#  >  > Living And Legal Affairs In Thailand >  >  > Teaching In Thailand >  >  Seeking a job in Thailand( Chinese teacher)

## stephanie1011

Hey, I'm Stephanie. I will graduate from college next June. My major is English and Finance. Since I love travel so much, i want to start my world trip after i graduate. But, money is a big issue. 
So, i want to know if there's any chance to find a Chinese teacher or part- time tutor job in Thailand(any city is ok). I have a two month English tutor experience and language exchange experience with American and German for 1.5 years, and a BA in English and Finance. But i have no certificate of teaching. Do they need any certificate?  Is that easy to find ? Is the salary good enough to make a living?  I know Chinese is quite popular now.
Any suggestions? 
Thank you !! :smiley laughing:

----------


## Walter Ego

Sadly as a Chinese (mandarin) teacher you will be required to have a degree in Education. That said as you seem to be a English native speaker you will easily get a job as an English teacher (paid more) who is teaching Mandarin.

********************

**GIVEN REQUEST 1**.
How many lines of the records contain the string "peak"? Reply with the number alone.
The forum thread and the records have separate, unrelated origins.

**Labeled-object pointing records**.
********************

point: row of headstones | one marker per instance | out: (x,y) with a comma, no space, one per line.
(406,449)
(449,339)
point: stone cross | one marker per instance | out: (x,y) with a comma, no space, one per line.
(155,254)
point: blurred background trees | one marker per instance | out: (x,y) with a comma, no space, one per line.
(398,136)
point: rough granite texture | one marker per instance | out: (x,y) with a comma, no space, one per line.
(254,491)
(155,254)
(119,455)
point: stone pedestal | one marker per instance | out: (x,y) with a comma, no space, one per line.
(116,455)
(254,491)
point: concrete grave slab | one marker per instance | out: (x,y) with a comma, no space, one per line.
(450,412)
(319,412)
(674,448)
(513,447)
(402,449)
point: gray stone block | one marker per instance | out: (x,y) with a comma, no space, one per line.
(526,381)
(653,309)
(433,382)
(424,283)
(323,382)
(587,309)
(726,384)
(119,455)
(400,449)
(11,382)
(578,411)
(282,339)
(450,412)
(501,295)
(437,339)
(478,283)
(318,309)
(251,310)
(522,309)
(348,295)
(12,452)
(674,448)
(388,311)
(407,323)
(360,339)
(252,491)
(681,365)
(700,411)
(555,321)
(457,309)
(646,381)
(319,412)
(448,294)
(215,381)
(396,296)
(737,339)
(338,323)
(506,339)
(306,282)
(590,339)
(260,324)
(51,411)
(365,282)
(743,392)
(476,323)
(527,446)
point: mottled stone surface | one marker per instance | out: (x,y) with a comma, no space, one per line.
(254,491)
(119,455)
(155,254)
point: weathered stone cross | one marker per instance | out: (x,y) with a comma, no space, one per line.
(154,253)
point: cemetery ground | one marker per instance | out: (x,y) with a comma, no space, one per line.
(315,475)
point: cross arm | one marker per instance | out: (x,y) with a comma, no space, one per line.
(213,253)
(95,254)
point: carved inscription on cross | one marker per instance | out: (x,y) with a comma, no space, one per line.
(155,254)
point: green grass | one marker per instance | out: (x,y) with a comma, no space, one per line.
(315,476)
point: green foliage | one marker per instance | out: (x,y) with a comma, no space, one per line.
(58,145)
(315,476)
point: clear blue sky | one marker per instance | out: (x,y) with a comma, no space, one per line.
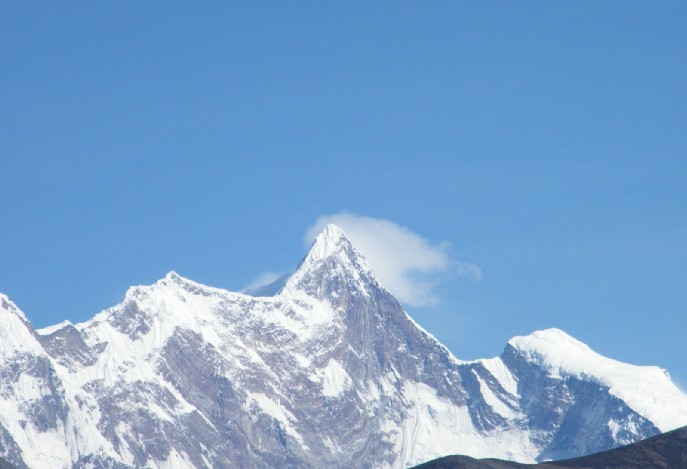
(544,141)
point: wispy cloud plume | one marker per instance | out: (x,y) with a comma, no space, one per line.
(405,262)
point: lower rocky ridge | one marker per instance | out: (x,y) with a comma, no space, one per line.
(328,372)
(666,451)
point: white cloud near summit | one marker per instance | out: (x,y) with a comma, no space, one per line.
(406,263)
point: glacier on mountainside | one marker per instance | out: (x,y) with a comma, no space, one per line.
(327,371)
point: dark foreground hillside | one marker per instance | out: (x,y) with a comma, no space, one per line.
(668,451)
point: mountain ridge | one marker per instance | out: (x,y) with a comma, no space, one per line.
(329,371)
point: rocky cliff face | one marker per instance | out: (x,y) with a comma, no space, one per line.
(328,372)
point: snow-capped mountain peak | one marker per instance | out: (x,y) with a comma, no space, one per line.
(334,259)
(639,386)
(328,372)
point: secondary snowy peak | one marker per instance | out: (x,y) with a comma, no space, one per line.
(641,387)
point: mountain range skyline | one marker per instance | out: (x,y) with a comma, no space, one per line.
(327,370)
(515,167)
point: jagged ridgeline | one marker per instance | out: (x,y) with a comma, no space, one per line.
(328,371)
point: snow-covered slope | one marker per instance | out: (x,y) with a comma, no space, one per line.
(327,372)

********************

**GIVEN REQUEST 2**.
Resume the forum thread about finding a teaching job in Thailand, picking up after its last post.

**REPLY 1**.
2

**REPLY 2**.
I teach English in Thailand we have a chinese language department.
there are a lot of Chinese in Thailand who have come to work, they work hard, they have teaching degrees... their english (generally is so so), they get paid a LOT less.

(my experience is that of public schools in Thailand private language schools may offer a very different view).
 Sai-jien

----------


## stickmansucks

Hello, do you know where to find native Chinese teachers in Thailand to offer them a job ?

Thanks.

----------


## moaimc

> Hello, do you know where to find native Chinese teachers in Thailand to offer them a job ?
> 
> Thanks.


hi,im local beijinger with a qualification for international mandarin teaching but little experience,mostly i have done is private tutoring. i speak fluent english, unfortunately not Thai. currently im searching for a job in thailand.i wonder what are the chance i could get an offer which can provide enough income for me to live in thailand. the reason i want to go to thailand is firstly im in love with the country and i'd love to gain more experiences in teaching before i move to hong kong.

thanks!

----------


## Camel Toe

They prefer native teachers.  But if you aimed low no problem.

----------


## moaimc

> They prefer native teachers.  But if you aimed low no problem.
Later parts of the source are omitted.